## [EXTRAIT DU DOCUMENT]
--------

Confinement, un Journal | Jour 14 : La Lettre

Bien longtemps avant le confinement, j’avais promis un texte à une amie. L’exercice, hérité d’ateliers d’écriture, nous avait fait échanger une importante correspondance au fil des mois, et même des années qui suivirent l’arrêt de ce dernier. 

L’éloignement fit son oeuvre et les missives s’éteignirent. Mais il en restait une. Une note toujours inscrite dans ma to-do list personnelle. Je n’avais pas le temps bien sûr, avec de bonnes excuses : toujours courir à droite et à gauche… la dispensabilité naturelle de l’activité… 

Bref, ne manquait donc qu’un bon confinement pour s’attaquer au sujet ; presque deux ans plus tard.

Ma chère Lizzie,

J’espère que tu vas bien déjà depuis le temps. Pour être franc, si j’ai prétexté plus haut le manque de temps, en vrai ce qui a amené un tel retard est le choix du support de sa contrainte. Si j’ai apprécié les musiques sélectionnées (au point que deux d’entre elles soient maintenant installées dans mes playlists), n’empêche que : pas évident de broder dessus, là comme ça. 

J’aurais clairement préféré un thème plus littéral comme les castors, ou bien une citation comme “Un pigeon, c’est plus con qu’un dauphin, d’accord… mais ça vole*”. Bref, une assise créative plus simple.

Confinement oblige, je retrouve donc ce temps perdu pour ne pas respecter cette fameuse contrainte musicale, mais cette dernière est tellement large qu’on peut dire que je la respecte, non ? Bref, je fais comme je veux.

Étonnamment, cette agréable bien que lointaine rencontre soulève une remarque existentielle. Oui, rien que ça. 

Le présent exercice sera donc de trouver les mots pour expliquer l’idée.

Ça doit être un truc à la Proust je pense (pas lu, pas vu, madeleine, tout ça), cette idée que lorsque l’on n’a pas vu une personne depuis très très longtemps, et sans aucun contact social, on se fixe une image dudit être humain dans une temporalité, un peu à l’instar d’Han Solo dans la carbonite. 

En tout cas, convenons qu’une fois l’autre à distance, nous ne pouvons connaître l’évolution de ladite personne : professionnelle, affective, loisirs, bref tout le tintouin qui constitue un quotidien se muant peu à peu en histoire personnelle.

Il me paraît encore tout à fait logique de penser que des ami·e·s de lycée ou de fac en sont dans leurs vies exactement là où je les ai laissé. Réseaux sociaux obligent, cette illusion se perce aujourd’hui rapidement, et il suffit de voir apparaître en photo le visage goguenard de leur progéniture récente pour que l’illusion prenne fin.

--------

## [LIGNES DE DONNÉES]

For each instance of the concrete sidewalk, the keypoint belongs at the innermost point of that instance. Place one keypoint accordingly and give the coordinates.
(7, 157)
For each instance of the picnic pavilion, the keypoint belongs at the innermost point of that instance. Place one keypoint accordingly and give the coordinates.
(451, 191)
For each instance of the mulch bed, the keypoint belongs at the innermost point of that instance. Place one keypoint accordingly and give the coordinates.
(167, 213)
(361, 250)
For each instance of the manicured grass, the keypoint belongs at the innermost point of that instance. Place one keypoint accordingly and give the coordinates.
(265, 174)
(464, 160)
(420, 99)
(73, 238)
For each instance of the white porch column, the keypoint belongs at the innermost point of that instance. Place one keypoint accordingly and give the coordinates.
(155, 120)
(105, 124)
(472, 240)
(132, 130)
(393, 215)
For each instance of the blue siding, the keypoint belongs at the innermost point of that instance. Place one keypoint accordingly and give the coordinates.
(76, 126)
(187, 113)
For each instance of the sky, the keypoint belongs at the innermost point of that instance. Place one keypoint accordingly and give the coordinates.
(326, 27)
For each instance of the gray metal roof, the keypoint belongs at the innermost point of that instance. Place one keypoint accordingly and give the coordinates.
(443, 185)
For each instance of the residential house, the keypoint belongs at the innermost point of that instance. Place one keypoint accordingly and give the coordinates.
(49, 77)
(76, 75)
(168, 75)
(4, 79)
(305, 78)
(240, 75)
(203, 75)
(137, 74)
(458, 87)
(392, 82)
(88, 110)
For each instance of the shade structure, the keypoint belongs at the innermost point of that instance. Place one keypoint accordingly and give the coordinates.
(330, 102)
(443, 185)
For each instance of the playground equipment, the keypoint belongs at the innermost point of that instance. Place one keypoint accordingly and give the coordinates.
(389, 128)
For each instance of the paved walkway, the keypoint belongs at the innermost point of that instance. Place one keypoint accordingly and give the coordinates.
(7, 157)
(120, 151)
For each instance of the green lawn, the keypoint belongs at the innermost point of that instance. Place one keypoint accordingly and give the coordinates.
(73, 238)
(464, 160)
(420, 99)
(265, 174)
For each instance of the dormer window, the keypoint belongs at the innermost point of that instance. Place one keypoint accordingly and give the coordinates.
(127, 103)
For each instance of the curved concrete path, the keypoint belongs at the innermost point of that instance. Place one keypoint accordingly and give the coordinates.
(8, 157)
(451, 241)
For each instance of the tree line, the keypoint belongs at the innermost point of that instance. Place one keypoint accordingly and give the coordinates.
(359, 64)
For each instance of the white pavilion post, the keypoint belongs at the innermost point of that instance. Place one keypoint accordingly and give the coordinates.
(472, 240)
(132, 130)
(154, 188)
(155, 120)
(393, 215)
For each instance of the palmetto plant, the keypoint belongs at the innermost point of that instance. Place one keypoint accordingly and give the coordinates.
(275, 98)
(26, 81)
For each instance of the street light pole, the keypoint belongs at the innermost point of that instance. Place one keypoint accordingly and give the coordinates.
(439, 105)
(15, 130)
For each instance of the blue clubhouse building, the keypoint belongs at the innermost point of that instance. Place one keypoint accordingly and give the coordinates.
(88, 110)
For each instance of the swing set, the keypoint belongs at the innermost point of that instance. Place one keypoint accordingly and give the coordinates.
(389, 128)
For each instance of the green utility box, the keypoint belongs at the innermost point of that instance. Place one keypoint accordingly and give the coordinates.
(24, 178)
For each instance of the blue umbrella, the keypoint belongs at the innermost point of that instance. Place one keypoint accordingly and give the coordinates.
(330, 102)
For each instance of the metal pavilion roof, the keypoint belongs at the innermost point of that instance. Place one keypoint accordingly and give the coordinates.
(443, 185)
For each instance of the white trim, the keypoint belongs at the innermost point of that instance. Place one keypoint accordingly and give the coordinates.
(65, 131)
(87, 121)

--------

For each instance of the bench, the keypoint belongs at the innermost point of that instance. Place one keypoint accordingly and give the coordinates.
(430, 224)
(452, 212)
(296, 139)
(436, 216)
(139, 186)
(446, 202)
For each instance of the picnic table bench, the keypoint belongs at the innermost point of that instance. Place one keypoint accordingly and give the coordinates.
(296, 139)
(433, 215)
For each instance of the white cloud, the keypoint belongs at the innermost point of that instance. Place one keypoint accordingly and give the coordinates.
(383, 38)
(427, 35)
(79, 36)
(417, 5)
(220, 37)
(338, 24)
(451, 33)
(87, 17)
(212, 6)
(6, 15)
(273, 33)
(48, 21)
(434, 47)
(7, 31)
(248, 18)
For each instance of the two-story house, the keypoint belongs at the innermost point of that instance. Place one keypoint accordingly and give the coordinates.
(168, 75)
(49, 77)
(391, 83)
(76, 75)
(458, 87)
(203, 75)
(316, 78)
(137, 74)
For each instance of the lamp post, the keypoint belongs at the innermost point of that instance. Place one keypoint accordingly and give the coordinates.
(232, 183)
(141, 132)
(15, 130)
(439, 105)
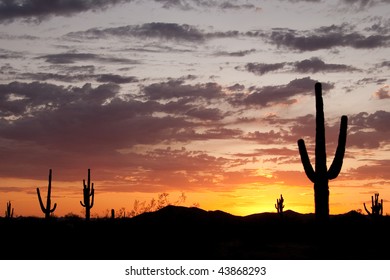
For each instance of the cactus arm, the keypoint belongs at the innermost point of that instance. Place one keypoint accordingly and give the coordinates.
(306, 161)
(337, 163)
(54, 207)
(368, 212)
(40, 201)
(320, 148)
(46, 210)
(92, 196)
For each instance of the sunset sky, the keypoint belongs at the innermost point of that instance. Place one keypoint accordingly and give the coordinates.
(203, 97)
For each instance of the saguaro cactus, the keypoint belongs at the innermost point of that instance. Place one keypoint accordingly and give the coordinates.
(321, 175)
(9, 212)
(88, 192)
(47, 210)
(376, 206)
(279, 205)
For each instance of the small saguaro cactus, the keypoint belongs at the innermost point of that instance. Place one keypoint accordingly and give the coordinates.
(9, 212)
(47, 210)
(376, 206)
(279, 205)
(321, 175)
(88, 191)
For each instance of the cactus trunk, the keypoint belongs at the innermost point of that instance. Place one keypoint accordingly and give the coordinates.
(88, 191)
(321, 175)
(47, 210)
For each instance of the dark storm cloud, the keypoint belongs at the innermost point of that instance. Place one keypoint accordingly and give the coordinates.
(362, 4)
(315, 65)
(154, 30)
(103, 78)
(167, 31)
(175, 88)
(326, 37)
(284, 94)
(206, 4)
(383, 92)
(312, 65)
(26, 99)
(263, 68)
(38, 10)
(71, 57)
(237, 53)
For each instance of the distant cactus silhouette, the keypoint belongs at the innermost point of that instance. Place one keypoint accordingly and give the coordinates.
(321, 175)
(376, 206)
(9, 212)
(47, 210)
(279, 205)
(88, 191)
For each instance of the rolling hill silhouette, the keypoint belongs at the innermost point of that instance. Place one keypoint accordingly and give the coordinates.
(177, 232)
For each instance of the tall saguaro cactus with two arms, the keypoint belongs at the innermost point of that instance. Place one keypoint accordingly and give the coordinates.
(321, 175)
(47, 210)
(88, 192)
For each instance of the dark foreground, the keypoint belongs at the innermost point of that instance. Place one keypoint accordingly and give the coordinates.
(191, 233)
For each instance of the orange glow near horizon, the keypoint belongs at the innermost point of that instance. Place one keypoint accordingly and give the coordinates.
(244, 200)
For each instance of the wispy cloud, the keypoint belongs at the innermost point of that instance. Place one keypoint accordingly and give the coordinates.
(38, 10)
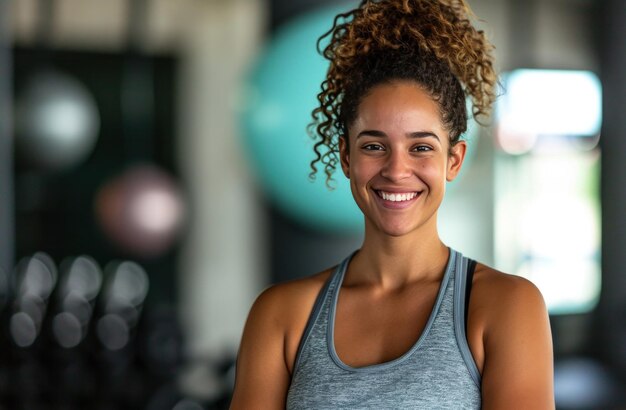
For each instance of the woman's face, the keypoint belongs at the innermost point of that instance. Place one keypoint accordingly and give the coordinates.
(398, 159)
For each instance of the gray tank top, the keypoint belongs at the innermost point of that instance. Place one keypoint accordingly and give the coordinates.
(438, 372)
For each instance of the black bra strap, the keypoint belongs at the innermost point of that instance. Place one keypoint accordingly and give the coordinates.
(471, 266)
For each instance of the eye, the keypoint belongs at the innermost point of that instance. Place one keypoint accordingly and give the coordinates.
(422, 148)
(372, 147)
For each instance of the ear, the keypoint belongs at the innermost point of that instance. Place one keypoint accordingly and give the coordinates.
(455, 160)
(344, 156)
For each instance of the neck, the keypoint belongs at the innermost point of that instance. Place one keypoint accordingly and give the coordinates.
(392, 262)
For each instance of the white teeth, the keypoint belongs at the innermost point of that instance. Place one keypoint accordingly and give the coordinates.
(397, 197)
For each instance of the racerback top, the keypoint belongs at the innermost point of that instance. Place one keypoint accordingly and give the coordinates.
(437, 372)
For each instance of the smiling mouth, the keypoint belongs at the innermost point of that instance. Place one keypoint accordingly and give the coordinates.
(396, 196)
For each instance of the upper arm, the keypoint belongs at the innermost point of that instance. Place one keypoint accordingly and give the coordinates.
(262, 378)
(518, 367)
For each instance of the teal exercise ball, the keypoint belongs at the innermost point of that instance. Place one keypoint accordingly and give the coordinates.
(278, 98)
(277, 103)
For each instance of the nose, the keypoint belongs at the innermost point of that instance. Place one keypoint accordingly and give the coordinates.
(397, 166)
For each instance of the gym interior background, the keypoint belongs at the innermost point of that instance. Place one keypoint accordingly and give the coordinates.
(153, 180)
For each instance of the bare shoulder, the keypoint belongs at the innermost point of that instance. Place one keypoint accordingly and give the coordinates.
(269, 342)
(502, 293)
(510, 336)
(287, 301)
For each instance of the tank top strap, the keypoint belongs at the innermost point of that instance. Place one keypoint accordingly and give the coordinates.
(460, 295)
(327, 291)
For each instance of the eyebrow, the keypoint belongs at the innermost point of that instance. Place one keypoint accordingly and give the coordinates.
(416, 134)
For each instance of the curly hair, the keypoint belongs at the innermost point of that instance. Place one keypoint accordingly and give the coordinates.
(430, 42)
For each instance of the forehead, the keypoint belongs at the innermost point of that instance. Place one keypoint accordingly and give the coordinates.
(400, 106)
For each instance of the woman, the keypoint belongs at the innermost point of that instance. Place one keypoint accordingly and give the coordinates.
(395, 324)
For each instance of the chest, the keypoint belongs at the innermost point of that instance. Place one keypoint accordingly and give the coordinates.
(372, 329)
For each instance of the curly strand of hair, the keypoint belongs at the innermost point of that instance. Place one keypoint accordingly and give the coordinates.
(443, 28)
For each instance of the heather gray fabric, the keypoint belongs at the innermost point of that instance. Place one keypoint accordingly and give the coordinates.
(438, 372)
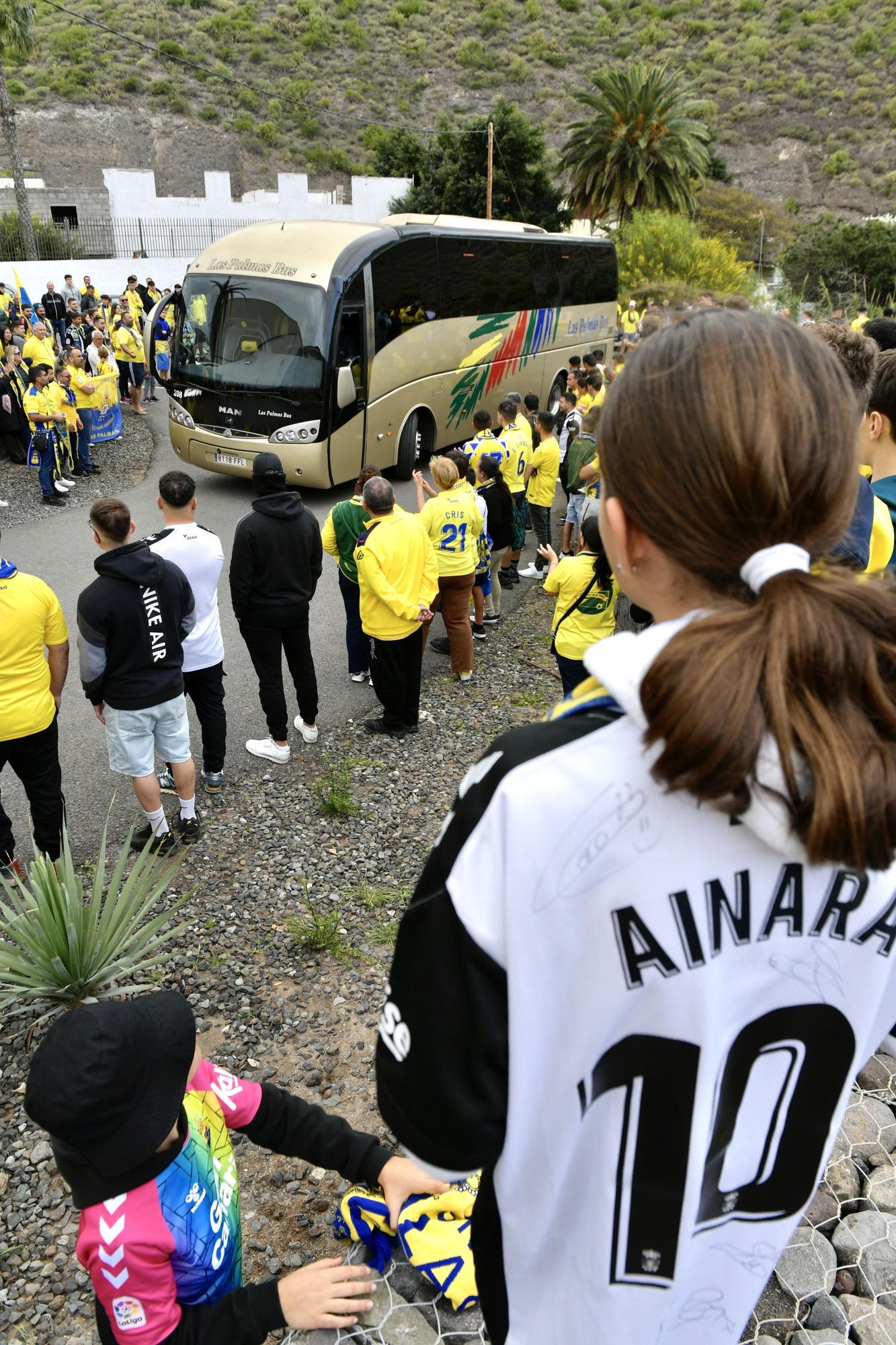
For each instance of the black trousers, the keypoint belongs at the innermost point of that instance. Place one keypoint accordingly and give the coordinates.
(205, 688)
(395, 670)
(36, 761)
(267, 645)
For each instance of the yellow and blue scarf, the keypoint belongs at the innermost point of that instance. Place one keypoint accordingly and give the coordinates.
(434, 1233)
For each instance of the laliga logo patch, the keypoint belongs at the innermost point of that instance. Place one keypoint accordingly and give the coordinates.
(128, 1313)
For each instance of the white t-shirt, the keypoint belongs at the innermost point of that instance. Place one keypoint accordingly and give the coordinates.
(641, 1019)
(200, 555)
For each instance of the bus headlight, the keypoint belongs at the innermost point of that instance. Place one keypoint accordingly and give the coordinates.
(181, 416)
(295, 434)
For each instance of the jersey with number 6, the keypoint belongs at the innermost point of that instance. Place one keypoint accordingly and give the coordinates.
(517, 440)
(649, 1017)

--------

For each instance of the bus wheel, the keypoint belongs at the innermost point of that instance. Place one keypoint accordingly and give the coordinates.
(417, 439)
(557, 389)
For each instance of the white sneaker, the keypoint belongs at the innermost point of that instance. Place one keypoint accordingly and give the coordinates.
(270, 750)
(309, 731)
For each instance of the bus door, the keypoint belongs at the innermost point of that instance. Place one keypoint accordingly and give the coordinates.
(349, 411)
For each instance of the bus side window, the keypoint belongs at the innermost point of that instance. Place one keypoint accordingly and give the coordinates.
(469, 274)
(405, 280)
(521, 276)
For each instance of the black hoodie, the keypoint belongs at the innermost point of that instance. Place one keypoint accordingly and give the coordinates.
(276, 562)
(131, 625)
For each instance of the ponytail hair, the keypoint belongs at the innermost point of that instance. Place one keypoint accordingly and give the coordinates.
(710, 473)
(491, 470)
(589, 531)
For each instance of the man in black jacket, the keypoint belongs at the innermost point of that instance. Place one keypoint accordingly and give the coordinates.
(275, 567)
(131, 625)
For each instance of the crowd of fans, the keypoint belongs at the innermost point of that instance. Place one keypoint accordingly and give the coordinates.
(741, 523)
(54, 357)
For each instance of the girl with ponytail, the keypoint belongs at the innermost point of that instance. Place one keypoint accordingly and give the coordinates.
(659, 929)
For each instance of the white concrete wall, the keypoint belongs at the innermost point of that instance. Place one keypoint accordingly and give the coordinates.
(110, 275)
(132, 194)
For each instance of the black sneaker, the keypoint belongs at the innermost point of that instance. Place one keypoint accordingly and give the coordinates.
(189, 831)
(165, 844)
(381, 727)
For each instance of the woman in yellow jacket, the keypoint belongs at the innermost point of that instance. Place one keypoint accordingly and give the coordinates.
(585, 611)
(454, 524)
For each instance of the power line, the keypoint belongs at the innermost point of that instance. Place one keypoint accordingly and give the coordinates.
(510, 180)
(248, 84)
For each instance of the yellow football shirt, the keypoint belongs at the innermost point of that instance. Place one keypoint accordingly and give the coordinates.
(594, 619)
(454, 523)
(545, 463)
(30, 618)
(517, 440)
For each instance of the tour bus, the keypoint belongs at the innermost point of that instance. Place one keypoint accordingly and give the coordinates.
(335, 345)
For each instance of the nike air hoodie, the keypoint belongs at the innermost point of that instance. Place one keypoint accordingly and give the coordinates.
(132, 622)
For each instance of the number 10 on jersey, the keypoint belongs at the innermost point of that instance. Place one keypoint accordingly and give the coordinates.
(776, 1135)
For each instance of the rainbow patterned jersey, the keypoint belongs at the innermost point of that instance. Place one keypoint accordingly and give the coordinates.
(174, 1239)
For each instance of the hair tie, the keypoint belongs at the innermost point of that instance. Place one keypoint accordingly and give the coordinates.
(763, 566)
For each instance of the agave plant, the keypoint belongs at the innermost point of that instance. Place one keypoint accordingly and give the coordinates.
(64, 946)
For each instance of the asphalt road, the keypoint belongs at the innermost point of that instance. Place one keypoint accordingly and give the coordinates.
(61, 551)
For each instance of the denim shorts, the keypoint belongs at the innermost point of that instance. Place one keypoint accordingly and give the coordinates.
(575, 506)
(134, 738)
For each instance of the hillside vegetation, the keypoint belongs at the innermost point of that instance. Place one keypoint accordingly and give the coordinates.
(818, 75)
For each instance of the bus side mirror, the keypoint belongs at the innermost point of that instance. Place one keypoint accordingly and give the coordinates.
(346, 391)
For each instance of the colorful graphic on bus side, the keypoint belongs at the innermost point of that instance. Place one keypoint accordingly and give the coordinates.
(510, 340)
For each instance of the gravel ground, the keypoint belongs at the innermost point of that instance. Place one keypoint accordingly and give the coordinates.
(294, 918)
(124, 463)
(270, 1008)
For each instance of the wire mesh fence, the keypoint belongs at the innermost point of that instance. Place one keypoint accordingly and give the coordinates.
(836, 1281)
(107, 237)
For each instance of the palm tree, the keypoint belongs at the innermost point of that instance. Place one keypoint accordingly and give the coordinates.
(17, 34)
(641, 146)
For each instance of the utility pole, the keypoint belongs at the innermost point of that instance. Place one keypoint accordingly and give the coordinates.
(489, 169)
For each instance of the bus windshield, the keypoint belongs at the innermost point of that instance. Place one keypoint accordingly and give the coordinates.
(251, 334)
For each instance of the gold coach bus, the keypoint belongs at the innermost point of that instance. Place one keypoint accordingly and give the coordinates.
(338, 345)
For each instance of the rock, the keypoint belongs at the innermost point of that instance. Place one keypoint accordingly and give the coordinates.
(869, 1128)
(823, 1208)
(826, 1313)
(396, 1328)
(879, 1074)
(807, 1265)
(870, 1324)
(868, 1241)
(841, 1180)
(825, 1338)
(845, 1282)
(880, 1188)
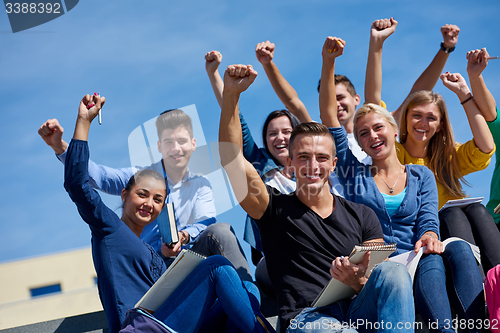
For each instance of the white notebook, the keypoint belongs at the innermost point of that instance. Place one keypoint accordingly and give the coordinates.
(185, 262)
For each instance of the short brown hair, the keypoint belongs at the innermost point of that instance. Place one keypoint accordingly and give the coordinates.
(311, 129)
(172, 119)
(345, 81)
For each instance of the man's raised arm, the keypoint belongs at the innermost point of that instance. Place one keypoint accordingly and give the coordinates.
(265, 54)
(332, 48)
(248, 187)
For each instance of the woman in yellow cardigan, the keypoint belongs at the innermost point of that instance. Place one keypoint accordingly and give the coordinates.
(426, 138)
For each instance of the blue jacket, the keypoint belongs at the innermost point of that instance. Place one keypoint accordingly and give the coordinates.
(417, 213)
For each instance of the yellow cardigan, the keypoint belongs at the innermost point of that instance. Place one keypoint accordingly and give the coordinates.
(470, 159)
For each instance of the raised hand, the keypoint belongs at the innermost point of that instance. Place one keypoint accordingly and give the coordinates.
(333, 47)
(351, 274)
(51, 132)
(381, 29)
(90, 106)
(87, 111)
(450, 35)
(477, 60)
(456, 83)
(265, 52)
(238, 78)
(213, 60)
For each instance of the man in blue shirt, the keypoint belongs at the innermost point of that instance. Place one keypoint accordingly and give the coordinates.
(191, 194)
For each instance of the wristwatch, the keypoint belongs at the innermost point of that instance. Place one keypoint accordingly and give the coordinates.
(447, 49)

--------

## [CONSIGNES DE L'EXERCICE]
1. Recopiez mot pour mot le passage du journal de confinement dont les premiers mots contiennent "En tout cas, convenons" et qui se termine par "en histoire personnelle.".
2. Prolongez, s'il vous plaît, le journal de confinement à la suite de sa dernière phrase.
Les enregistrements n'ont aucun rapport avec le journal de confinement.

## [LES RÉPONSES]
1.
En tout cas, convenons qu’une fois l’autre à distance, nous ne pouvons connaître l’évolution de ladite personne : professionnelle, affective, loisirs, bref tout le tintouin qui constitue un quotidien se muant peu à peu en histoire personnelle.

2.
Alors, dans quel “état” se trouvent ces bon·ne·s ami·e·s perdu·e·s de vue ? Ils se situent je pense dans des sortes de limbes : entre mémoire issue de perceptions, et construction cognitive d’un réel, en fait fantasmé. 

C’est cette fixation qui me questionne, d’autant plus que filent les années…

Face à ce mur, l’heure est venue de retourner le problème via l’habile Retournement Réflexif Canovilien®. Pour m’aider, je convoque cette citation de l’ami Kant : “Nous ne voyons pas le monde tel qu’il est mais tel que nous sommes”. 

Dans le cas qui nous intéresse : nous ne voyons pas les êtres perdus de vue tels qu’ils sont, mais nous les fantasmons (en tout bien tout honneur) au regard de ce que nous sommes. Yep.

Voilà, dois-tu te dire, qui change des alexandrins sur les marmottes.

Et donc, notre dernière rencontre, il me semble il y a maintenant 2000 ans, a été une de ces mises à jour qui t’a fait regagner toute ton altérité**, l’imagination de ce que tu pouvais être s’effaçant devant le réel, du moins ma perception.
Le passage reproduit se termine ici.